▸ Task instructions: Would you return exactly the lines from the top of the data below through the one containing "positive clicks: (682, 747) (699, 922)", leaving out the pictures?

[Dataset items]
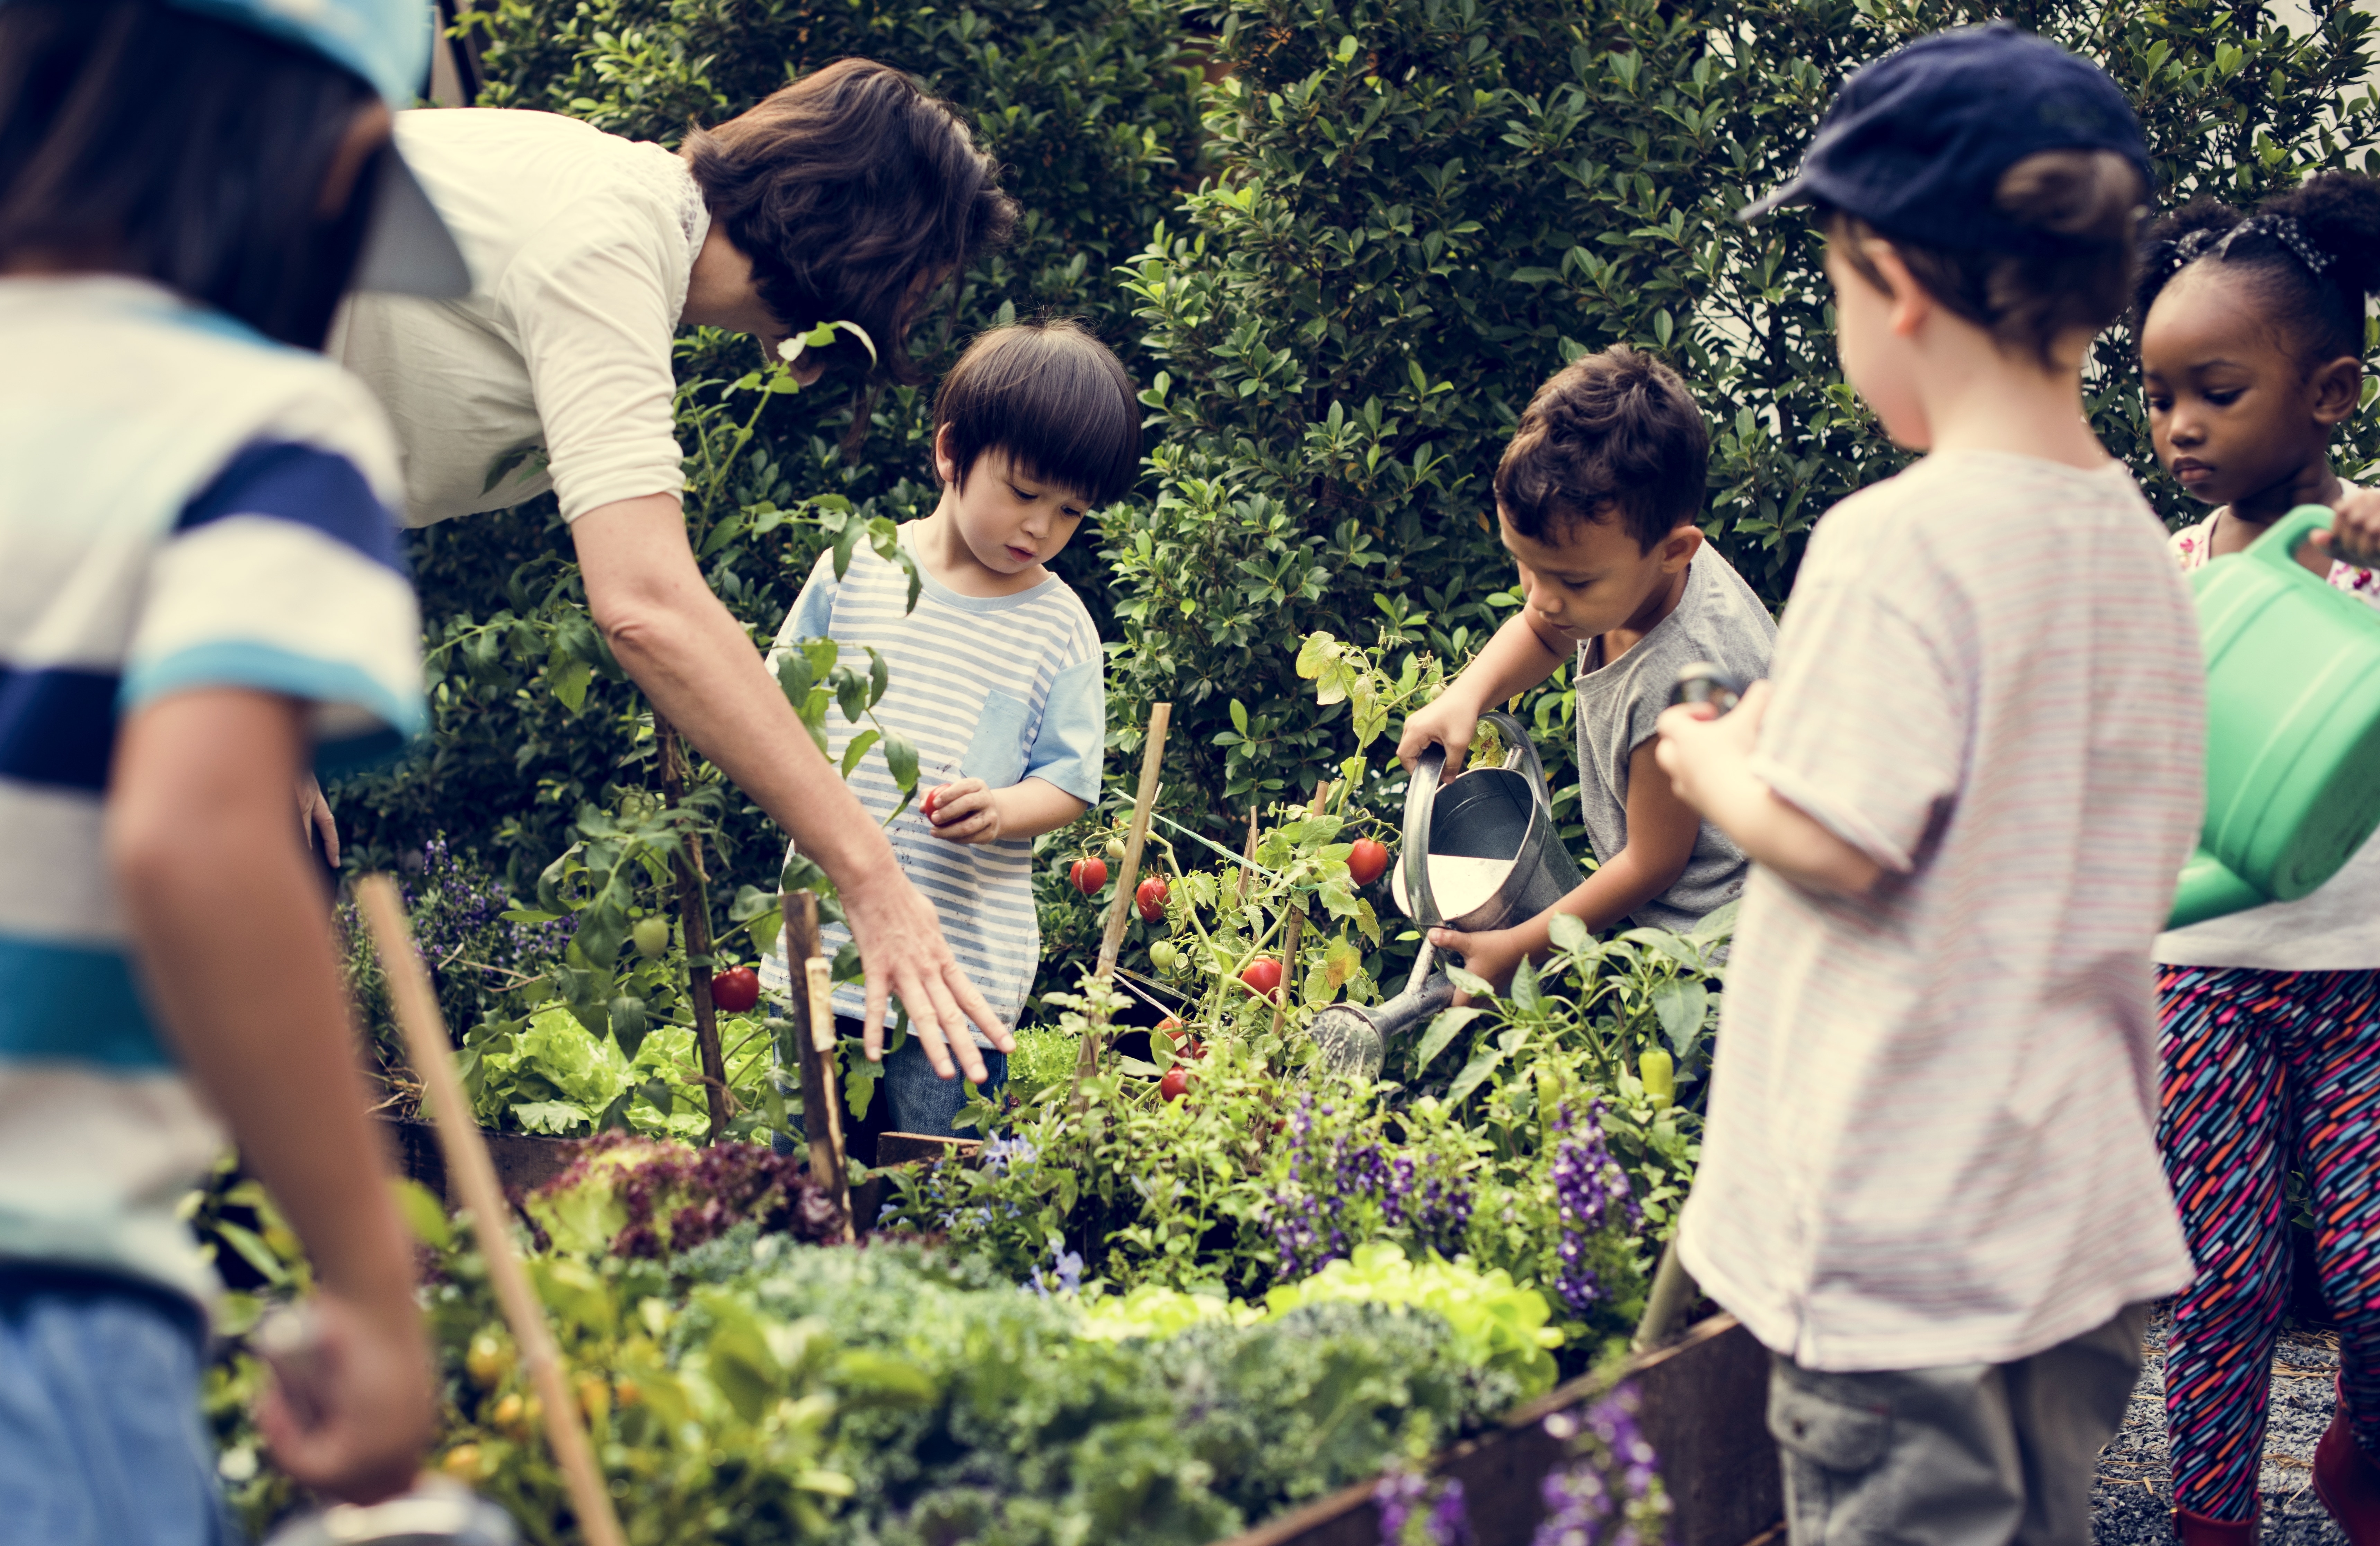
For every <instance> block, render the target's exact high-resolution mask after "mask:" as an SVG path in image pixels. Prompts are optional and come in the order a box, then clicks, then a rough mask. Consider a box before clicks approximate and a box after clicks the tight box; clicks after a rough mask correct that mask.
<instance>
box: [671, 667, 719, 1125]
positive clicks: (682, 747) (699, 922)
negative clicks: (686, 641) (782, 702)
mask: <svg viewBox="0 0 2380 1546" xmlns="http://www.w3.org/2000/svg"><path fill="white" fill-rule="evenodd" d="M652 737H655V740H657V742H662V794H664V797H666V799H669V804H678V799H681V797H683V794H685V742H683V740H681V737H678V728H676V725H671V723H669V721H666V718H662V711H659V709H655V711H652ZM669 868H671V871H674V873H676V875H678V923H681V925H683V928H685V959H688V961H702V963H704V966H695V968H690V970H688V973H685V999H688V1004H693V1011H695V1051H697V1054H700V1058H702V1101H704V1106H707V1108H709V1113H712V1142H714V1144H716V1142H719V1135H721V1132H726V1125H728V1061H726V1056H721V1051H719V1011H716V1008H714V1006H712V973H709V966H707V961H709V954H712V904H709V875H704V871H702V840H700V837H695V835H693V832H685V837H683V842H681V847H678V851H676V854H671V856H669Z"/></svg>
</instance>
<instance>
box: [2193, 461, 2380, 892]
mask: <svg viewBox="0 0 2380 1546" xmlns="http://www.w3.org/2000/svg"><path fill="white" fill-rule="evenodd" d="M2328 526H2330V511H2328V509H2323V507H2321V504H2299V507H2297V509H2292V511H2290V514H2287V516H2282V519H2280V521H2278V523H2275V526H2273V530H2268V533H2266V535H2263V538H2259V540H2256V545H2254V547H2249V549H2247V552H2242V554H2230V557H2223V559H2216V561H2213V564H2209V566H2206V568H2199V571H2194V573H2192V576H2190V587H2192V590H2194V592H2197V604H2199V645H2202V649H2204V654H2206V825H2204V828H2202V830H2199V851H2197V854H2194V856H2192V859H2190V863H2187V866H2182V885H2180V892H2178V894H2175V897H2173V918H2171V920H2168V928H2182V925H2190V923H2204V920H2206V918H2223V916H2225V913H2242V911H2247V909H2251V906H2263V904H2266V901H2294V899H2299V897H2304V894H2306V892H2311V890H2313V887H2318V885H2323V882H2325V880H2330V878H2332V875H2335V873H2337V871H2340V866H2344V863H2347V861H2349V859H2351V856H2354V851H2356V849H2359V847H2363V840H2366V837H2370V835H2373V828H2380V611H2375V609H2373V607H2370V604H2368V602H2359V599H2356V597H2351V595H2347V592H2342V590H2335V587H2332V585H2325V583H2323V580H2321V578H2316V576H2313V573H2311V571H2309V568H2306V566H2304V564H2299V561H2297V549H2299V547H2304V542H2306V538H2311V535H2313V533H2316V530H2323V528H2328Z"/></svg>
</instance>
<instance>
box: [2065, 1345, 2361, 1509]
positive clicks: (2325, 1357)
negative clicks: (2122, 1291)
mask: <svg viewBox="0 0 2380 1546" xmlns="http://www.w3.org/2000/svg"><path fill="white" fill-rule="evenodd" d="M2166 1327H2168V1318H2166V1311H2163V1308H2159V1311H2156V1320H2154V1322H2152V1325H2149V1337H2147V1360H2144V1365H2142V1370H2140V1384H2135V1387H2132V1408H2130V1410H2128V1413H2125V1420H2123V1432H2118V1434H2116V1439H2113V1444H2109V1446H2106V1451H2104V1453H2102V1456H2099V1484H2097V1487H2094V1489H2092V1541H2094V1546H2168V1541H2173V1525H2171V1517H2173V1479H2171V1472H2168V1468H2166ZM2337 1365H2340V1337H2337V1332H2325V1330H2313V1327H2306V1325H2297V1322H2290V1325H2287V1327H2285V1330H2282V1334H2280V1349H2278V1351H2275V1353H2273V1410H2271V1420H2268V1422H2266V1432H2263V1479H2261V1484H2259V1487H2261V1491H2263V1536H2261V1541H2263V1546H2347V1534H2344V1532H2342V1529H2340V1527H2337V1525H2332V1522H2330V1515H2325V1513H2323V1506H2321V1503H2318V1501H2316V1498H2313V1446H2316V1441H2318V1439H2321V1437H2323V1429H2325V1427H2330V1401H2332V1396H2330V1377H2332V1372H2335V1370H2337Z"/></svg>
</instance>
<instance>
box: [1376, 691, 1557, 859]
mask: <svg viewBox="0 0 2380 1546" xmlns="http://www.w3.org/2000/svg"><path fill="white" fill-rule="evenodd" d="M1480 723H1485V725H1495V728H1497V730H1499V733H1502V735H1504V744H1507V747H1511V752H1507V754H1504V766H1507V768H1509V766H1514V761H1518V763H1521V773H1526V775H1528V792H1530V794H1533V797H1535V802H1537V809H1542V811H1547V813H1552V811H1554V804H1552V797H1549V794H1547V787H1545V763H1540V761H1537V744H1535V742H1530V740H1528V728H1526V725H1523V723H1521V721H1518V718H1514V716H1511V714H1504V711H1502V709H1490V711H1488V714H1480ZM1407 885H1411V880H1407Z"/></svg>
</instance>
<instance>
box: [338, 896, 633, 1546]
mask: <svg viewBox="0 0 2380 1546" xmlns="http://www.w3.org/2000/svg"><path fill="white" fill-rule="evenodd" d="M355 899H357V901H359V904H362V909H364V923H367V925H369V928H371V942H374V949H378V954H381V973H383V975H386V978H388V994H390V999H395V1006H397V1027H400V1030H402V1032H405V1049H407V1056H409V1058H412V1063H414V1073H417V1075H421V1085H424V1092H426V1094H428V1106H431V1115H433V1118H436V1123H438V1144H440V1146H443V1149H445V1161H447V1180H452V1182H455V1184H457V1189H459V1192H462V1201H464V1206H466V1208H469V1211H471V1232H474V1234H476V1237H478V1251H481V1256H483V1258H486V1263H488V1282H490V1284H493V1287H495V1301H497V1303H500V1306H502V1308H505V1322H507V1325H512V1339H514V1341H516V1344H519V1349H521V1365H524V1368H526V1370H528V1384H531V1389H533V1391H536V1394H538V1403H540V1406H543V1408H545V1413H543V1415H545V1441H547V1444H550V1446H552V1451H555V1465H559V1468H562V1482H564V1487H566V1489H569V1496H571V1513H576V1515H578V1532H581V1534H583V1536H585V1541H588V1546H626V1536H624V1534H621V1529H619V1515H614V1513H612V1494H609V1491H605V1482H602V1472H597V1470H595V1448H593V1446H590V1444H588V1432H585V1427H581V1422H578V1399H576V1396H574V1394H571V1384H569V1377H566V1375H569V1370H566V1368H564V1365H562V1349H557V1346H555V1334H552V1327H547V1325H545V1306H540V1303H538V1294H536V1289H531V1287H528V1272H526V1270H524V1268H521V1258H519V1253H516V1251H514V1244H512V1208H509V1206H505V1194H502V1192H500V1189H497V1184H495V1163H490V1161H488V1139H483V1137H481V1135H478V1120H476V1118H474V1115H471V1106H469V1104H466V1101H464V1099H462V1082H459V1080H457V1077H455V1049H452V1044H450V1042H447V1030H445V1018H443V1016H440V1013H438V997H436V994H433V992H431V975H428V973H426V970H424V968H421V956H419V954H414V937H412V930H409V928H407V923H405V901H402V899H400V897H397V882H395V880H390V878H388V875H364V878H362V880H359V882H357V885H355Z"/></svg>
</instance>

▸ The completed task:
For every <instance> block, render the target's exact high-resolution mask after "mask:" as an SVG path in image pixels. Prompts are optional and come in the order a box, then clicks, then a rough mask. Consider a box before clicks approximate and a box after clicks the tight box; clicks after a rough mask correct that mask.
<instance>
box: [671, 667, 719, 1125]
positive clicks: (682, 747) (699, 922)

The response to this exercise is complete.